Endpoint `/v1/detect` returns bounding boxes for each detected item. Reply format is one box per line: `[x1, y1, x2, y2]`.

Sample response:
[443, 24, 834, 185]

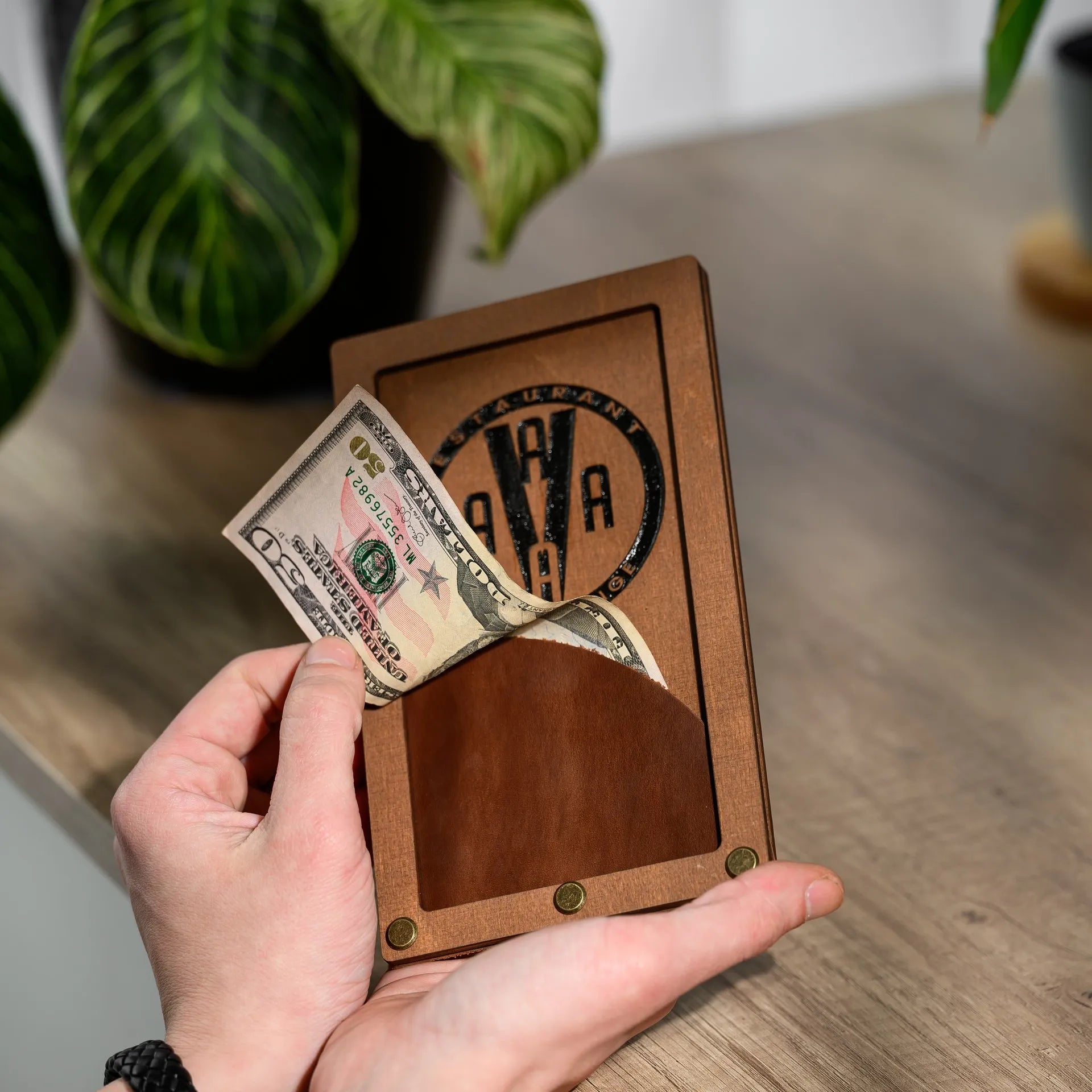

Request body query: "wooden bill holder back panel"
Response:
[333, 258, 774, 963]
...
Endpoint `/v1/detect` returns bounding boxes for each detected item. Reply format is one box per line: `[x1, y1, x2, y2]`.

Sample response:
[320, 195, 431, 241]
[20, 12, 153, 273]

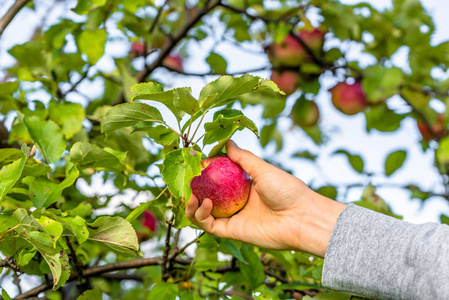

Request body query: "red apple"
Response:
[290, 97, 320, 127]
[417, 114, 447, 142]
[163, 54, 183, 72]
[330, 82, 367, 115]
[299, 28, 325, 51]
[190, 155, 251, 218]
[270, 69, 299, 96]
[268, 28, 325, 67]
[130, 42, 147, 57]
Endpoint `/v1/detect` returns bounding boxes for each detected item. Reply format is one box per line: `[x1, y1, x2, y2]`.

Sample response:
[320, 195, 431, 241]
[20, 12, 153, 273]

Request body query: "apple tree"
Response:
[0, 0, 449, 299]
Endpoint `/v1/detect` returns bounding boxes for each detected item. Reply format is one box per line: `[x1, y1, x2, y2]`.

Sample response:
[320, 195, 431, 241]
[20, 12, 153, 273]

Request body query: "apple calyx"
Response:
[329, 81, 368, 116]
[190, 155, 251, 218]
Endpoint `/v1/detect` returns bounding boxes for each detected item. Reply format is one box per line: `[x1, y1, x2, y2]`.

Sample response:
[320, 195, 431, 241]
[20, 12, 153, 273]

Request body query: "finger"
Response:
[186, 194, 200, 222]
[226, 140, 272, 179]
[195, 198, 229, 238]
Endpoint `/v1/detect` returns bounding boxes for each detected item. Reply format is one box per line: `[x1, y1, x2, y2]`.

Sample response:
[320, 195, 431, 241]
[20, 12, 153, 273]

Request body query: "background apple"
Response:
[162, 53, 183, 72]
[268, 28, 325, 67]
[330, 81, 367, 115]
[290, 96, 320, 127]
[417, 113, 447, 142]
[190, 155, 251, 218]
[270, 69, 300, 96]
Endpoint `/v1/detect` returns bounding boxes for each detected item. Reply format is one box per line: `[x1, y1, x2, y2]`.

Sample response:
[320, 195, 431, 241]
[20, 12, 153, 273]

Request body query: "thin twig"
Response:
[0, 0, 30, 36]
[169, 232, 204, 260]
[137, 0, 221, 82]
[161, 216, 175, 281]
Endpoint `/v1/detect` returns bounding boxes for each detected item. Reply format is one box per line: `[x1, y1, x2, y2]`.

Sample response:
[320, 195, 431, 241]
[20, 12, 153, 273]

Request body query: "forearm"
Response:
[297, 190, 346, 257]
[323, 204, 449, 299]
---
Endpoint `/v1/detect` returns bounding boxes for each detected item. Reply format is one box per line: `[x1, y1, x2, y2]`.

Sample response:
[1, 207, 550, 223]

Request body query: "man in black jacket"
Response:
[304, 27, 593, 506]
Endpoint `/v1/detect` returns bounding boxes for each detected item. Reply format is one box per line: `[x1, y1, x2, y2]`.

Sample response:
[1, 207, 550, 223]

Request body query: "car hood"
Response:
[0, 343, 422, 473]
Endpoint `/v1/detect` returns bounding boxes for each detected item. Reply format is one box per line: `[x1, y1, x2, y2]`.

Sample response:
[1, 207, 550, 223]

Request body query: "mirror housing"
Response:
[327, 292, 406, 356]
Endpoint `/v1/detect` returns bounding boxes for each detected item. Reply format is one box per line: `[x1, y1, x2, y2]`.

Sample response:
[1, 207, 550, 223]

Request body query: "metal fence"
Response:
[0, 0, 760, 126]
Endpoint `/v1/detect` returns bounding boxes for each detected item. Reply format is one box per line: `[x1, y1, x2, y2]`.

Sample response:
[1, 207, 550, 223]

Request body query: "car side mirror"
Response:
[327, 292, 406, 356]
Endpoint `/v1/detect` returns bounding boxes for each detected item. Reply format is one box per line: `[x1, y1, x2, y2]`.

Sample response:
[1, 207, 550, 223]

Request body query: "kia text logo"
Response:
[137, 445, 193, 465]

§ WRITTEN TASK
Count the lines of the records that contain the string "mirror", where case counts, and reply with only the number.

§ SOLUTION FOR THIS TASK
2